REQUIREMENT → Search the records for the string "below", then copy each line where it appears.

INPUT →

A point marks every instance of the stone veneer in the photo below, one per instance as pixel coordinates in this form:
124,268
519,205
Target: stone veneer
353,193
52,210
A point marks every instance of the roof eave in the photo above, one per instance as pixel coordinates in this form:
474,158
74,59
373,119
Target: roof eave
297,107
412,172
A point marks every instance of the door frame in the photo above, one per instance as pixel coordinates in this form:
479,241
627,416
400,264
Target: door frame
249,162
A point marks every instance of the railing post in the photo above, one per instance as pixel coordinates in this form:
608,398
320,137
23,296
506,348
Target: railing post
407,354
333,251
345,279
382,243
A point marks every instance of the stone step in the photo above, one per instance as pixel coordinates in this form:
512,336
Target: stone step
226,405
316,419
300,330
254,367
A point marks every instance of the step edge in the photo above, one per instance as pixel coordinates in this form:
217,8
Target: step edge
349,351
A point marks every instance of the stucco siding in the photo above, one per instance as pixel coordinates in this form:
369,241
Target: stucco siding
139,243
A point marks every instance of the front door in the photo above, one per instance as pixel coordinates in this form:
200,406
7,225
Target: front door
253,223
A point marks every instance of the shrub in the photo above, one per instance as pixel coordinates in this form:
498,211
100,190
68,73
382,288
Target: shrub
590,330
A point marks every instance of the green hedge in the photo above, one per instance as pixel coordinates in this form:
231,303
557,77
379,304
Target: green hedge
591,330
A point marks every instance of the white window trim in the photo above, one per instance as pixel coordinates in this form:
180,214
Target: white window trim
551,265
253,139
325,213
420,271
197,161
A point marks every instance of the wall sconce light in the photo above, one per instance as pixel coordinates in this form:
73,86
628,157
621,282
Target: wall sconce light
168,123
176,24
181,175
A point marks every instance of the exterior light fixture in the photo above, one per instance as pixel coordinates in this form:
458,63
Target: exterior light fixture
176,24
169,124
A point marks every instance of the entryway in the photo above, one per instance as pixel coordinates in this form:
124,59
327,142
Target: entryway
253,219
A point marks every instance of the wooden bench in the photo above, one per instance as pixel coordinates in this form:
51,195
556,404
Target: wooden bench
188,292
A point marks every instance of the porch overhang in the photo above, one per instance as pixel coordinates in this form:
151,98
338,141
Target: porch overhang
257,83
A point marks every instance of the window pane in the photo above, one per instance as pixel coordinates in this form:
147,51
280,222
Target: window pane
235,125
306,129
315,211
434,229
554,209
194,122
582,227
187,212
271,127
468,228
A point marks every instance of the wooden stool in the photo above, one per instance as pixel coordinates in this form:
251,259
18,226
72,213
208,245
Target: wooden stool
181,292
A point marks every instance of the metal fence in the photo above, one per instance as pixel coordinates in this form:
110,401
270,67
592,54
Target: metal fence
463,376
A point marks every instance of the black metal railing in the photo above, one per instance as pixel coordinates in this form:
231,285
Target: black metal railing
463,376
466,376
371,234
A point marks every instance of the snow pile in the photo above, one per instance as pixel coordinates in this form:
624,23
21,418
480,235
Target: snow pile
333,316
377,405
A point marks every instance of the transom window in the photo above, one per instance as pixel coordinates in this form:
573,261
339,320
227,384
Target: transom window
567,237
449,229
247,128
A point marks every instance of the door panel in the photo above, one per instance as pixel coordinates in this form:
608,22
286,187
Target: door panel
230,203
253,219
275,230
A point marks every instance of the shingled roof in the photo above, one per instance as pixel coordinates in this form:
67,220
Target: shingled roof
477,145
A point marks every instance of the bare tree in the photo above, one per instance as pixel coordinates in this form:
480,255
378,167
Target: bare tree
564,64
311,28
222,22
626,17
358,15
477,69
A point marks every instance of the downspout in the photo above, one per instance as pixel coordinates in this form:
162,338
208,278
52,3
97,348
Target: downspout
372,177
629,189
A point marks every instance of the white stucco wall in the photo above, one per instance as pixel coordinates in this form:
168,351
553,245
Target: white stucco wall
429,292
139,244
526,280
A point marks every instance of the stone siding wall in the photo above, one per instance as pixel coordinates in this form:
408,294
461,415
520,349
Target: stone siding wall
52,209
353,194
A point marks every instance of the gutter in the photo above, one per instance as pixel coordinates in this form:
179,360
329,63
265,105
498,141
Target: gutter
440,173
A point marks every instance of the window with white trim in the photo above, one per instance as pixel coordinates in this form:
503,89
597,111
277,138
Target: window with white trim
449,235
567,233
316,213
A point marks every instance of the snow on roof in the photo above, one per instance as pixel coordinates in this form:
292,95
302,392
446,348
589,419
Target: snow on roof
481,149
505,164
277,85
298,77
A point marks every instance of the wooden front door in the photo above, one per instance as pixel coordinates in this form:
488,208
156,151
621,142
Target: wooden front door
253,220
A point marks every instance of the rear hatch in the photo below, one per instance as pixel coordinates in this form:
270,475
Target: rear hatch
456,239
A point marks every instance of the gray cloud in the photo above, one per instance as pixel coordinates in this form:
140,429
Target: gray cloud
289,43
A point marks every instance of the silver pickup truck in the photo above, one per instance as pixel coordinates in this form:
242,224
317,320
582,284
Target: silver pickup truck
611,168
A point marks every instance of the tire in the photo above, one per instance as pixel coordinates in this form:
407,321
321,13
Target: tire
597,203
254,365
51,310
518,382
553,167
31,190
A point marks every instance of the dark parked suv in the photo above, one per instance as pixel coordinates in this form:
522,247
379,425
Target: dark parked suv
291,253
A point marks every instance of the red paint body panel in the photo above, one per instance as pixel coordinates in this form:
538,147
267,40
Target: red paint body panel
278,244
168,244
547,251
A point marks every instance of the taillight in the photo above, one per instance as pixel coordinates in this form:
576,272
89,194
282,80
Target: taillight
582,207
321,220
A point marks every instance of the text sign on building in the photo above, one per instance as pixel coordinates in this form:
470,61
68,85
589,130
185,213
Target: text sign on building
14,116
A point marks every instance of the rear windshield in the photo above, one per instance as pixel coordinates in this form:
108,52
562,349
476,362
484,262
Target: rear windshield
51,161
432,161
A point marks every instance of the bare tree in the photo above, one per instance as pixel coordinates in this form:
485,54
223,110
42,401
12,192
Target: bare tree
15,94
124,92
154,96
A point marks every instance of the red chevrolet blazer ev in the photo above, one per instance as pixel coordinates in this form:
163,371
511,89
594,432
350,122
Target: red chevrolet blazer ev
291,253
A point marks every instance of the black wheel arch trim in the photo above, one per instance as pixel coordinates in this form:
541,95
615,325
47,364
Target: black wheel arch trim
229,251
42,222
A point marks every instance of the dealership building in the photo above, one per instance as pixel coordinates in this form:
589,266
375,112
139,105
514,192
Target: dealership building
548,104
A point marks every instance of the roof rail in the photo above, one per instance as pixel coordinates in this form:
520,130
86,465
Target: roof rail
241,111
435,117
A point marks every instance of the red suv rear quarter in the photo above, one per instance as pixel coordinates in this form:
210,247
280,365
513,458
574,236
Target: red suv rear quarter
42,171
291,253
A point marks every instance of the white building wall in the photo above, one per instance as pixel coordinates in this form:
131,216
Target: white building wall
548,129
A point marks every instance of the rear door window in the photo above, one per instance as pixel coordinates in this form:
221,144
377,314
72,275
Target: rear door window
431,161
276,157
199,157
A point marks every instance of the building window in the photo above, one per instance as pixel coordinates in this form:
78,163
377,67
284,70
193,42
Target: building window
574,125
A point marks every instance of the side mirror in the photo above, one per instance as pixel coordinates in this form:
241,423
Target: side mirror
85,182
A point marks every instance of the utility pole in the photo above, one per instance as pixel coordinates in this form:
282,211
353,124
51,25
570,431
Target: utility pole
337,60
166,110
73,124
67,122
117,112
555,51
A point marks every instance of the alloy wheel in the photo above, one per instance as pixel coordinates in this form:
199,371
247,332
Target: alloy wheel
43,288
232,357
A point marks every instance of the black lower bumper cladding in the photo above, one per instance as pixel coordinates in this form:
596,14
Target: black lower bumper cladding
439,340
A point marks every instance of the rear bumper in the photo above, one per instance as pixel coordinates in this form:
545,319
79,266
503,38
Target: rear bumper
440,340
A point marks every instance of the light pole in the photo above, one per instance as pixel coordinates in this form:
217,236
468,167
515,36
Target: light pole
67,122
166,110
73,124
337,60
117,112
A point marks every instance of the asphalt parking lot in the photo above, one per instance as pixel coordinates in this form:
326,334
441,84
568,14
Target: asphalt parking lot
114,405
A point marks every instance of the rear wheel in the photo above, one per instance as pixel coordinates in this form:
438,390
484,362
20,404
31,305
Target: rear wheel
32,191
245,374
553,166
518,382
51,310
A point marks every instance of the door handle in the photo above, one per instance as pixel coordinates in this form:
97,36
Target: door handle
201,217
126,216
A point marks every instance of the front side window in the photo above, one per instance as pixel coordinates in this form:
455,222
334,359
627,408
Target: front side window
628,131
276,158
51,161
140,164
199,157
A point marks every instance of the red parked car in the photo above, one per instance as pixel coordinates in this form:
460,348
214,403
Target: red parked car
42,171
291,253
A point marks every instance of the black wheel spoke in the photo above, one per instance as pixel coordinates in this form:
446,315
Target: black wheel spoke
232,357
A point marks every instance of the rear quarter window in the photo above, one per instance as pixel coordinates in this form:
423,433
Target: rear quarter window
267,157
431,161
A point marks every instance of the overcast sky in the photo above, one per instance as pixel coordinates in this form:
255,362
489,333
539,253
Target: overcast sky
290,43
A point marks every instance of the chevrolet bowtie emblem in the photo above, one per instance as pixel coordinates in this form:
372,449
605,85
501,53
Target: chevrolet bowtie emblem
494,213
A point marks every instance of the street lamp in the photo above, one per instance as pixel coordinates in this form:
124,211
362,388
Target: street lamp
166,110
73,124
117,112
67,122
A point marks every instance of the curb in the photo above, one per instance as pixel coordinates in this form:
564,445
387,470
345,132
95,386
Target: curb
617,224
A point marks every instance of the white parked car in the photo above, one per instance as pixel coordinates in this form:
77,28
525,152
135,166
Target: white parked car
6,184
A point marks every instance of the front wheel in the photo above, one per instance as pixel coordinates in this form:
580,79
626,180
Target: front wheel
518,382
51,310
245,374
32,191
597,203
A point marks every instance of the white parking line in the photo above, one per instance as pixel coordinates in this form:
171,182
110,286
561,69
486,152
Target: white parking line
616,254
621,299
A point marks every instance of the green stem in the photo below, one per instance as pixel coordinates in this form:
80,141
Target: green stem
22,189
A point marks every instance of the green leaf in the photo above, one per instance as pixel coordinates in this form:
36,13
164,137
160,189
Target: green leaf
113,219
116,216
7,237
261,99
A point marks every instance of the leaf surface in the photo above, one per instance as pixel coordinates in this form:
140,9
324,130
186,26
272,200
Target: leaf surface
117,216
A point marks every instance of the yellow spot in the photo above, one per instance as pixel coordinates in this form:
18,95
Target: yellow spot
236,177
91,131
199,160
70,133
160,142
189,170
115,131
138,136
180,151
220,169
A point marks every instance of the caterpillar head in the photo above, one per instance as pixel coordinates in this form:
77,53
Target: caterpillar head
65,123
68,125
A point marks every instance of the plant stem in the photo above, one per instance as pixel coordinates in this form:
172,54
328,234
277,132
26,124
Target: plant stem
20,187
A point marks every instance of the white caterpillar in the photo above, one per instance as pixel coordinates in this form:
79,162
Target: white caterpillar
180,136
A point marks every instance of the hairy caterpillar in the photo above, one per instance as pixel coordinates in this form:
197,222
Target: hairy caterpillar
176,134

...

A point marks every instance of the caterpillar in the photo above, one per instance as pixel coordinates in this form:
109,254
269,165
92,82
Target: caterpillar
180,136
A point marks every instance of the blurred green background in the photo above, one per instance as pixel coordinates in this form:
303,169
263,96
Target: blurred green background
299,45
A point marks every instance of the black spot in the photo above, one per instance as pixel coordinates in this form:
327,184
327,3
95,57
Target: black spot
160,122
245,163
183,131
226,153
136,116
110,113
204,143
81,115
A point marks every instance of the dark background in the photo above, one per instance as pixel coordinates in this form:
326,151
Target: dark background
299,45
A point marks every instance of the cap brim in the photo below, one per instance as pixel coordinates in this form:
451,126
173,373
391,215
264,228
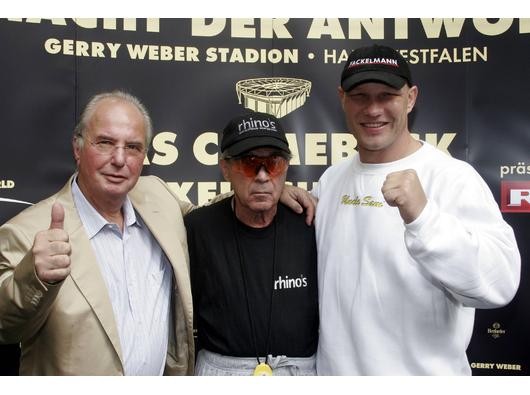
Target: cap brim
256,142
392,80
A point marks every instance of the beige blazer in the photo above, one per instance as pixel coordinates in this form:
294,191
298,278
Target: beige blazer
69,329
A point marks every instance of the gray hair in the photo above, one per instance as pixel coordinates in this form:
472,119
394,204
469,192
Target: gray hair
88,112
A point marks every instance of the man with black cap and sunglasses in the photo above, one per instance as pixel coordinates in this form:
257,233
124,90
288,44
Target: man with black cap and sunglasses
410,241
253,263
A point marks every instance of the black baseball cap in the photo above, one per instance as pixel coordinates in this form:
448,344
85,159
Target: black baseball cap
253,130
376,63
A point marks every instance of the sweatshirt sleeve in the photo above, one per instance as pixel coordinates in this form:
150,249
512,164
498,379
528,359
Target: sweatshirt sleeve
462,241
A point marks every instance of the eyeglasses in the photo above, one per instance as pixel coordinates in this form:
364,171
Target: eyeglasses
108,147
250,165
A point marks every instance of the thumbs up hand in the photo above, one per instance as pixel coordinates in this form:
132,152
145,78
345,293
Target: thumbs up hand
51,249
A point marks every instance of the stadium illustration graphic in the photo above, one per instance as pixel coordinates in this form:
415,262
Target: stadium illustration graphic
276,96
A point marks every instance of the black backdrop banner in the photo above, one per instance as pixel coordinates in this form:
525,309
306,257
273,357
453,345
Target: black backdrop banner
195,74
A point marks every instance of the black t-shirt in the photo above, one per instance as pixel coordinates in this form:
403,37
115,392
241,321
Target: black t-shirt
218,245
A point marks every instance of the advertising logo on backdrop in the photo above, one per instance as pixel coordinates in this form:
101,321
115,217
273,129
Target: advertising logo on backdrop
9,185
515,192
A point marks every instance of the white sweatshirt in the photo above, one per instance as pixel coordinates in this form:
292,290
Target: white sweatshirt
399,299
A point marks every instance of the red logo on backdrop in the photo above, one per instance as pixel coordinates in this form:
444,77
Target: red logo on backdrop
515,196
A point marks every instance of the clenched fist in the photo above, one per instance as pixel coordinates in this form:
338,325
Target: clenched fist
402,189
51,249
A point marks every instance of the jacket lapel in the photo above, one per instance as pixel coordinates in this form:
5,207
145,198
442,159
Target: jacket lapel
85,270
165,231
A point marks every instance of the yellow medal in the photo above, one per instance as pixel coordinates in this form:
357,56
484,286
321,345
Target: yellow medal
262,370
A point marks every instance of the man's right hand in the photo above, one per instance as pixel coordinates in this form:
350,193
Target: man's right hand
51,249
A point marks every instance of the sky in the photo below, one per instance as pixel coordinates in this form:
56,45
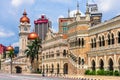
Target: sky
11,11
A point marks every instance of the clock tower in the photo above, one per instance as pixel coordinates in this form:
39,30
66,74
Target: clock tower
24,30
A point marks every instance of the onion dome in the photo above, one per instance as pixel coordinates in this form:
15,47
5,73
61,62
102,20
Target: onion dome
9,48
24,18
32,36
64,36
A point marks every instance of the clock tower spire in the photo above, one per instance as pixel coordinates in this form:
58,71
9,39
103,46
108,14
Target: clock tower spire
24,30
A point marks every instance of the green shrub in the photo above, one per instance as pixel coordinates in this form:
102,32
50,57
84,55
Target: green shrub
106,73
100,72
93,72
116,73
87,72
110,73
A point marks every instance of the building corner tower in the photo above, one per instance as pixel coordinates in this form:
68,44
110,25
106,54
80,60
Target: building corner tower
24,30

ANSWER TO THE EXERCISE →
A point marks every instance of the stone veneer in the photo below, one per instance as pixel coordinates in this form:
A point marks every instance of the rear hatch in the photo below, one per instance as pixel coordinates in this form:
A point marks every instance of the green stem in the photo below, one per instance as pixel coordinates in this form:
A point marks every instance of the cap brim in the photo below, one per instance as pixel coordinates in this form:
A point marks every instance of the sky in the photo below, one per instance as pixel coordinates in this form:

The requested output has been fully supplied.